[Task description]: In the forum post below about pulling ETF prices into Excel with VBA, which price does the poster want to take from each link?

[Passage given]:

Search code examples
htmlexcelvbaselenium-webdriverinternet-explorer

Extract data from an HTML table on a Web page into Excel


I need some help with taking data from website using vba. I have table in excel with etf ticker, link and price and using vba I try to take close price of yesterday from each link but the problem is that I am not sure what to write at this place "HTMLDoc.getElementById("???")". I can't find any ID from that website html code, hope you can help me with that.

website example: https://www.boerse-frankfurt.de/en/etf/amundi-prime-global-ucits-etf-dr-c/price-history/historical-prices-and-volumes

my code:


Sub GetETFPrices()
    Dim IE As New InternetExplorer
    Dim HTMLDoc As HTMLDocument
    Dim ETFLink As String
    Dim ETFPrice As String
    Dim i As Long

    ' Loop through each row in the table
    For i = 2 To ThisWorkbook.Worksheets("Sheet1").Cells(Rows.Count, 1).End(xlUp).row
        ETFLink = ThisWorkbook.Worksheets("Sheet1").Cells(i, 2).Value ' Get link from column 2
        
        ' Opening the link in Internet Explorer
        IE.Navigate ETFLink

        
        Do While IE.Busy
            DoEvents
        Loop

        ' Get the ETF price element from the HTML document
        Set HTMLDoc = IE.document
        Set ETFRow = HTMLDoc.getElementById("???").Rows(HTMLDoc.getElementById("???").Rows.Length - 1)

[Dataset]:
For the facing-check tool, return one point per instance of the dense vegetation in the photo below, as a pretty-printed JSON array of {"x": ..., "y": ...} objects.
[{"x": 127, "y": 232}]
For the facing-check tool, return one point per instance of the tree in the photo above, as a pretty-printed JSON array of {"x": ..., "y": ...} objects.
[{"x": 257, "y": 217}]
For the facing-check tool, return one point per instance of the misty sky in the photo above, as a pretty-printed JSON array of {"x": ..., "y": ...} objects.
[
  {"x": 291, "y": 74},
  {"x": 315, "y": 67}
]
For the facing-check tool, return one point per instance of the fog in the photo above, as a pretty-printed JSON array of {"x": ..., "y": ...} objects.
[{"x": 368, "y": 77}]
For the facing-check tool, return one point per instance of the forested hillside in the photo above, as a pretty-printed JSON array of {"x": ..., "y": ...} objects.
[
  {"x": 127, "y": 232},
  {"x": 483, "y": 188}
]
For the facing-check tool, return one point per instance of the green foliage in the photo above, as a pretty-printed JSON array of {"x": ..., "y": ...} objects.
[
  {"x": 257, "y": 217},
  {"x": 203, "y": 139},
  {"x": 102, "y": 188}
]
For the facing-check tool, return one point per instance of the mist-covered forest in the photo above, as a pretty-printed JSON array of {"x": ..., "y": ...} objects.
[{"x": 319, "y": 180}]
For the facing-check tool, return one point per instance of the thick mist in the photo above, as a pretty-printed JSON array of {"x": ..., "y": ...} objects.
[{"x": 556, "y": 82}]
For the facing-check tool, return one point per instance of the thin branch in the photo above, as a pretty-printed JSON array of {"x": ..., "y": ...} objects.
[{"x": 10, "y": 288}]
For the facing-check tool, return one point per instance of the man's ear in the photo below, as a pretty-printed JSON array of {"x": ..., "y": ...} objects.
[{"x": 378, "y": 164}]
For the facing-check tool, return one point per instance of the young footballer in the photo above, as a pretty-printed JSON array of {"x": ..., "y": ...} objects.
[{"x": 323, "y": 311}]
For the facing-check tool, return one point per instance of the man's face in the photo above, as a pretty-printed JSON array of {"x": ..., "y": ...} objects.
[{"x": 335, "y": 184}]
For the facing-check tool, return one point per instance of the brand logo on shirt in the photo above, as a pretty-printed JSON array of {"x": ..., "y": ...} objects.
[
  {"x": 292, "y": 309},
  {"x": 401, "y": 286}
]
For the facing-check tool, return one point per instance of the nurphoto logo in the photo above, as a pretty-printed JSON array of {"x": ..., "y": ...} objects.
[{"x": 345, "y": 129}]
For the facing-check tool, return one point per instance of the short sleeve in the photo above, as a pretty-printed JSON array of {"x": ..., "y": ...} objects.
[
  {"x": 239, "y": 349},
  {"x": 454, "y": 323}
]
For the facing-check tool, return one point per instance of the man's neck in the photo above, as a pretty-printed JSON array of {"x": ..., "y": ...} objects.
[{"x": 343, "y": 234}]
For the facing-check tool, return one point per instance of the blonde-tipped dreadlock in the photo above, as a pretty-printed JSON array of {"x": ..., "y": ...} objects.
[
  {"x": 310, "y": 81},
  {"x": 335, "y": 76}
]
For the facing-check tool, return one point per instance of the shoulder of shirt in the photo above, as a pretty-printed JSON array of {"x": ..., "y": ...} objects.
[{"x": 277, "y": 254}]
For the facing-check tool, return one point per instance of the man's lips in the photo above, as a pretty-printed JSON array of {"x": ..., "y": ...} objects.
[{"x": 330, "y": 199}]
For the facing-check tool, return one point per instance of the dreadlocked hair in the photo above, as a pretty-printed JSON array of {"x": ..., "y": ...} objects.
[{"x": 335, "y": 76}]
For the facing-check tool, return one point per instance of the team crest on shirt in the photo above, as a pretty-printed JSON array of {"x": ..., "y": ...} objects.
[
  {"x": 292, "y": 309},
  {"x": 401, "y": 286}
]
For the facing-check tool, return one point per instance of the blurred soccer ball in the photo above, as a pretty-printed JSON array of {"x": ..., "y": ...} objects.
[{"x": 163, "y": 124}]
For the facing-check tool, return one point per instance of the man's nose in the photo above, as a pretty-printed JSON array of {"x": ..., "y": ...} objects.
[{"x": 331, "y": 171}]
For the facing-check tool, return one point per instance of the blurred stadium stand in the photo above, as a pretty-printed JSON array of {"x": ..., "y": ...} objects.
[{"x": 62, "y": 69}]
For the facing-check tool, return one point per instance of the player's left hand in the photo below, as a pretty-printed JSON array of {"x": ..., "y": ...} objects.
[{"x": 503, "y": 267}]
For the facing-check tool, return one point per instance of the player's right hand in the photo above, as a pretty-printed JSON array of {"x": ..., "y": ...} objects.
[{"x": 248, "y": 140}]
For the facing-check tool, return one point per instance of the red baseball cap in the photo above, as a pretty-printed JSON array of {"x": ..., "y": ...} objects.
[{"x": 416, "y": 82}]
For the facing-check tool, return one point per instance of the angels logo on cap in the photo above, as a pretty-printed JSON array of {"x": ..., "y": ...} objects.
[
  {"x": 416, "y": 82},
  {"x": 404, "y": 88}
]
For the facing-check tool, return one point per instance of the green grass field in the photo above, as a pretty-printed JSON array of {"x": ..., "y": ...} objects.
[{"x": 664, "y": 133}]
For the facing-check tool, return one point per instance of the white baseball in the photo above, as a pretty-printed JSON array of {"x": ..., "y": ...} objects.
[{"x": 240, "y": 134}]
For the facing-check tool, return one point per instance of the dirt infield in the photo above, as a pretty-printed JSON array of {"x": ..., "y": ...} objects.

[Response]: Yesterday's close price.